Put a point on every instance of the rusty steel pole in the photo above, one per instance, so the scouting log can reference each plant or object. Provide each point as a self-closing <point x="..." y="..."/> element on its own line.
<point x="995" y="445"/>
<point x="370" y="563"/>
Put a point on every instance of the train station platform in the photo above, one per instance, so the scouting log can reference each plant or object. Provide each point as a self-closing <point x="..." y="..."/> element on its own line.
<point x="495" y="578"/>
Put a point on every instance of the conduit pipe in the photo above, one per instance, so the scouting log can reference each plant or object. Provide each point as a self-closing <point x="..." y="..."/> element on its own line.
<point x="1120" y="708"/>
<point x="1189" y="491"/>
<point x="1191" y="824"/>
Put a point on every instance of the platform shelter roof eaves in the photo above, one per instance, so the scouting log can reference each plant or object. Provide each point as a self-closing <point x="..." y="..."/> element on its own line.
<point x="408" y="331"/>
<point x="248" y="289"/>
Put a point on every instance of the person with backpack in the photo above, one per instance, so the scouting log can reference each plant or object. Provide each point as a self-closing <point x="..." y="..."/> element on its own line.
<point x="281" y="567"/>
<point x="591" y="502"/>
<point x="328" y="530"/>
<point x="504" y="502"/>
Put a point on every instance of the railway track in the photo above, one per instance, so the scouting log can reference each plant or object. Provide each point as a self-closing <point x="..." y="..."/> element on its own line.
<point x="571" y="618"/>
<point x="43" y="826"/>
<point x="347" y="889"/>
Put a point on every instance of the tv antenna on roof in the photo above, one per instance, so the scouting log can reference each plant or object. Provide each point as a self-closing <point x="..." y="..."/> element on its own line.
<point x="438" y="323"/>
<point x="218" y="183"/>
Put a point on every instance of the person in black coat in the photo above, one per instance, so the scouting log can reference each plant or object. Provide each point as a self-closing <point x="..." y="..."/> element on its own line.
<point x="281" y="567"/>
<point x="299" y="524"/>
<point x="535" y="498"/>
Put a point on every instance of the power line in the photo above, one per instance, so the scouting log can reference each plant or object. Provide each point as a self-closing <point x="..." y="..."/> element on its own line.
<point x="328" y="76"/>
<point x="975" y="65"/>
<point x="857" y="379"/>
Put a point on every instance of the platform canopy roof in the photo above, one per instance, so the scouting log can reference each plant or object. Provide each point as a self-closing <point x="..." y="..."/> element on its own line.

WHAT YOU SHOULD DO -
Give all of the entries again, word for word.

YOUR SOLUTION -
Put a point on every instance of the rusty steel pole in the photo above, one per instance, so the scouting log can reference each plant or object. Provide each point as a self-closing <point x="..." y="..."/> element on its own line.
<point x="995" y="445"/>
<point x="370" y="563"/>
Put a point on every instance of the train station platform in the photo above, one per instance, so the scouting log can reference each plant or object. Provide each point as a self-closing <point x="..." y="..."/> element on its own line.
<point x="495" y="578"/>
Put a point on every instance of the conduit pipe in the photo above, one per instance, so the scouting log can reference each plant or object. Provide each point as a self-closing <point x="..." y="..."/> element on its own line.
<point x="1120" y="708"/>
<point x="1189" y="491"/>
<point x="1191" y="824"/>
Put a point on every instance of the platform shelter roof eaves in the photo above, one per instance, so the scouting log can reference each plant or object. Provide each point as a self-closing <point x="..." y="..."/> element on its own line.
<point x="408" y="331"/>
<point x="248" y="289"/>
Put a point on every instance of the person with backpack in the photo above, one per instance, so the scouting log can reference each plant or object. Provide each point as a self-closing <point x="..." y="..."/> element on its own line.
<point x="281" y="567"/>
<point x="591" y="502"/>
<point x="328" y="530"/>
<point x="504" y="502"/>
Put a point on every instance of the railway track in the photo above, one per instance, so the scouting log can reference each plant or object. Provide each point as a self-closing <point x="..." y="..."/> element on its own line.
<point x="571" y="618"/>
<point x="43" y="826"/>
<point x="347" y="889"/>
Put a point on every instance of the tv antenna on roof in the photo above, one per instance, so the scouting log can reference each plant or object. Provide each point as a self-closing <point x="..." y="..."/> element on its own line.
<point x="438" y="323"/>
<point x="218" y="183"/>
Put a point on every instance of the person in black coat in the photo above, one per instance, so the scouting log can reference each plant or object. Provide each point as a self-closing <point x="..." y="..."/> element on its own line.
<point x="281" y="567"/>
<point x="299" y="524"/>
<point x="535" y="498"/>
Put a point on every instance of the power line in the photo above, one per instance, so the scouting log can reference each plant or object. Provide each point as a self-closing <point x="..." y="..."/> element on its own line.
<point x="328" y="76"/>
<point x="975" y="65"/>
<point x="857" y="379"/>
Put a point on every instance of the platform canopy roof in the photo above, one per instance, so the scouting log can reference each plant or object. Provide each point as a self-closing <point x="..." y="..."/> element on its own line.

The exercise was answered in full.